◆ **Problem description**
Transcribe every line of the data below with no changes.

··· Input records ···

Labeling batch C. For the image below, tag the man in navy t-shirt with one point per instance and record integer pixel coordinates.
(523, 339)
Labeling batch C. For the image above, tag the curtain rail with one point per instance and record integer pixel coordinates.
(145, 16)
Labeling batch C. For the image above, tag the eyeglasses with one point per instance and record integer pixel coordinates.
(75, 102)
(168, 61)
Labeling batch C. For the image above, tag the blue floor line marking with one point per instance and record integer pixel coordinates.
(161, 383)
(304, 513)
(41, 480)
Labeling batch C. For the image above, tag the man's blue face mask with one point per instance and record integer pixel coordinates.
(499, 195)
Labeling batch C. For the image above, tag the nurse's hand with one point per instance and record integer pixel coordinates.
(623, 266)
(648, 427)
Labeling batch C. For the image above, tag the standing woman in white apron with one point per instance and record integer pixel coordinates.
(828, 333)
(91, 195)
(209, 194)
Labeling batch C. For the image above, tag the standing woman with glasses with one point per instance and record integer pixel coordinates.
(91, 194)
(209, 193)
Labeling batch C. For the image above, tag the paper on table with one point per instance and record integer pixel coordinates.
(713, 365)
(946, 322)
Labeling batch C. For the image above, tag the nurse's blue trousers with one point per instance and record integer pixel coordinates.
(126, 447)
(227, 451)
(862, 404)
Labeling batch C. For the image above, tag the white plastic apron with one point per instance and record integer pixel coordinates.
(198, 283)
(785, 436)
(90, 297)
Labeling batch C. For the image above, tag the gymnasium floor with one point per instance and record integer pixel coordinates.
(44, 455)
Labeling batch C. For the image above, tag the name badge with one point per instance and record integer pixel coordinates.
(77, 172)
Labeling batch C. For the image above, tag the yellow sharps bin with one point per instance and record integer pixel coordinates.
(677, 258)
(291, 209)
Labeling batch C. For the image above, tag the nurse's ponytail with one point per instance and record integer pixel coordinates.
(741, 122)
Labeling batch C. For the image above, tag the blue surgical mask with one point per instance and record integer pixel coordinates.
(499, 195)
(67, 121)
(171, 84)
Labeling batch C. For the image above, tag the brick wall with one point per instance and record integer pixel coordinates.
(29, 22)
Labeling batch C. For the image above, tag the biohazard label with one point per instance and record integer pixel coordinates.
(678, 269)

···

◆ **Solution to the exercise**
Labeling batch C. For the image below, tag the man in navy t-shirt with one point per instance and record integer pixel coordinates.
(523, 339)
Labeling batch C. For the image above, tag the curtain rail with one point per instance and record integer pixel coordinates.
(145, 16)
Labeling batch C. For the image above, tag the eyeglasses with one point per instance and record integer pixel coordinates.
(75, 102)
(168, 61)
Labeling batch C. For the image above, tag the blue floor line marking with one point per instance and record integer pixel coordinates.
(161, 383)
(304, 513)
(41, 480)
Labeling batch C. For the image above, tag the man's blue face mask with one point per instance and record integer pixel coordinates.
(499, 195)
Labeling batch C. For the image above, tag the nurse's hand with one point per instance and record integer pixel coordinates.
(623, 266)
(648, 427)
Labeling batch C. For the image above, tag the standing woman in white apron with one point per instance and record integer pixel coordinates.
(828, 333)
(91, 195)
(209, 194)
Labeling batch C. For the image above, tag the standing woman with glasses with one point per instance and record integer pixel coordinates.
(91, 194)
(209, 193)
Labeling batch C. For the image above, tag the paper on table with one point per instance and record integer pixel coordinates.
(713, 365)
(946, 322)
Labeling batch C. For the image above, tag the nurse's blue trousers with one point per instance and record integer pixel coordinates.
(126, 447)
(227, 451)
(862, 404)
Labeling batch C. For the image above, tag the white plastic apron with one point per instance and record integer pixel coordinates.
(198, 283)
(785, 436)
(90, 297)
Labeling batch C. For the image above, tag the gymnasium floor with one point per instance and record integer pixel coordinates.
(44, 455)
Labeling batch C. For the image above, tag the name badge with one point per instance and record integer pixel coordinates.
(77, 172)
Labeling batch C. For the image above, tag the yellow sharps bin with one point per instance and record integer pixel coordinates.
(677, 258)
(291, 209)
Labeling batch C. For the image above, tag the nurse's ponytail with one point per instance and record integer pixel coordinates.
(741, 122)
Labeling batch C. For the image above, tag the blue surgical mask with one point per instance and record integer pixel coordinates.
(499, 195)
(67, 121)
(171, 84)
Labeling batch C. For the image above, tag the brick wall with one point per instance and record integer pixel coordinates.
(29, 22)
Labeling batch C. For the image above, tag the biohazard label with one point per instance and record integer pixel coordinates.
(678, 269)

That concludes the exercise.